▶ **PASSAGE PROVIDED**:
With 72 pairs at last count, it's been a good start to summer for the endangered Great Lakes population of piping plovers.
Given the many ongoing threats to these small shorebirds, it's difficult to be sure where we'll stand at summer's end when these seasonable residents hit the skies for the nearly nonstop, two-day, 1,300-mile flight to their overwintering beaches along the Gulf of Mexico and elsewhere in the southeastern U.S. and the Caribbean.
For those of us working for decades to help these once nearly extinct birds recover, it's exciting times here up north, with five pairs spotted on Lake Ontario, two pairs in Illinois and a pair at a new site in Wisconsin.
That may not seem like much to celebrate. But when a species is nearly wiped off the face of the earth, recovery is no easy process. By the time the Great Lakes piping plover was protected in 1986 it was almost functionally extinct, with as few as only a dozen pairs remaining at half a dozen sites.
The daunting task of recovering Great Lakes plovers to a sustainable population is not easy. I have records of sites where a half-century ago collectors took every bird and every egg. Still today, plovers have yet to return to some of those sites.

▶ **STORED DATA**:
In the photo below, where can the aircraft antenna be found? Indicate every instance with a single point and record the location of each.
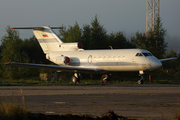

▶ **SET OF TASKS**:
a) Translate this sentence from the text about Great Lakes piping plovers into Spanish: "By the time the Great Lakes piping plover was protected in 1986 it was almost functionally extinct, with as few as only a dozen pairs remaining at half a dozen sites."
b) Write down the part of the text about Great Lakes piping plovers from "For those of" up to and including "of those sites.", word for word.
c) Pick up the text about Great Lakes piping plovers after its last sentence and keep it going.

▶ **ANSWER LIST**:
a) Para cuando el chorlito silbador de los Grandes Lagos fue protegido en 1986, estaba casi funcionalmente extinto, con apenas una docena de parejas restantes en media docena de sitios.

b)
For those of us working for decades to help these once nearly extinct birds recover, it's exciting times here up north, with five pairs spotted on Lake Ontario, two pairs in Illinois and a pair at a new site in Wisconsin.
That may not seem like much to celebrate. But when a species is nearly wiped off the face of the earth, recovery is no easy process. By the time the Great Lakes piping plover was protected in 1986 it was almost functionally extinct, with as few as only a dozen pairs remaining at half a dozen sites.
The daunting task of recovering Great Lakes plovers to a sustainable population is not easy. I have records of sites where a half-century ago collectors took every bird and every egg. Still today, plovers have yet to return to some of those sites.

c)
And, yet, thanks to the powerful conservation tools provided by the Endangered Species Act and the work of countless dedicated people, plovers are steadily recovering.
Hardly are plovers alone in their slow but encouraging return. That important point was driven home by a new study by the Center for Biological Diversity showing that a remarkable 85 percent of all U.S. continental birds currently protected by the Endangered Species Act are increasing or stabilized.
The first-of-its-kind analysis of more than 1,800 population surveys for all 120 birds protected under the Endangered Species Act was good news for birds and anyone who tires of watching some politicians falsely accuse the Endangered Species Act of doing a poor job of recovering species.